> **Provided data**:
══════════
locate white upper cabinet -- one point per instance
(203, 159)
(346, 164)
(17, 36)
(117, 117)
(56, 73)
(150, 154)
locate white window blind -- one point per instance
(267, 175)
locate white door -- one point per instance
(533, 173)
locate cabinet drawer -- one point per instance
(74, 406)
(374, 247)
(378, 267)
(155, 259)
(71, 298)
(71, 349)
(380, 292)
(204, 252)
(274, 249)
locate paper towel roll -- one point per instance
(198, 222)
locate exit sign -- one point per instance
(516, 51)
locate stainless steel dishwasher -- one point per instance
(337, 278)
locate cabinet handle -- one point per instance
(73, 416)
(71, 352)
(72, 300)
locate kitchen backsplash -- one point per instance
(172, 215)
══════════
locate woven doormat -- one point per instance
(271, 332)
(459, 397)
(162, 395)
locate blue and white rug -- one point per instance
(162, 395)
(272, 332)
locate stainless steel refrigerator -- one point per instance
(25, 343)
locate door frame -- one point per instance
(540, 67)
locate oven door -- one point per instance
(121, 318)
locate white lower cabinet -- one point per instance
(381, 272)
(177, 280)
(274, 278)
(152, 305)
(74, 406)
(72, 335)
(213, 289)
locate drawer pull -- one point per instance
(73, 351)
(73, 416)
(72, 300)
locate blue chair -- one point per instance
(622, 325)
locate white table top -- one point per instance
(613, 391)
══════════
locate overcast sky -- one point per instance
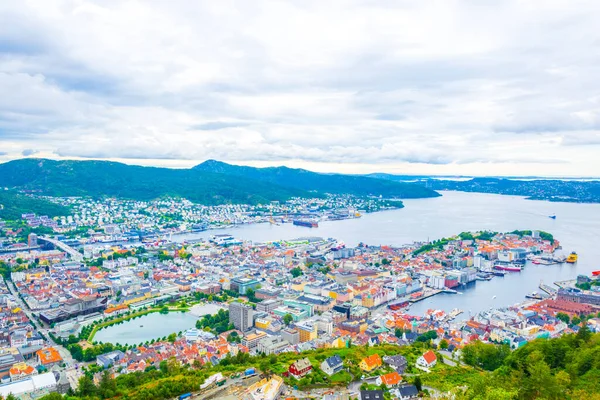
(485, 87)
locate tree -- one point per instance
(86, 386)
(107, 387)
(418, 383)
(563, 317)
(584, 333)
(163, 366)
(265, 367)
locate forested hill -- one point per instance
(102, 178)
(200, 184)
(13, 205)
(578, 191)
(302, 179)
══════════
> **What is being asked**: Pick out each line of the listing above that contains the word "blue" and copy those lines.

> **Answer to the task**:
locate blue and white rug -- one point per instance
locate blue chair -- one point per instance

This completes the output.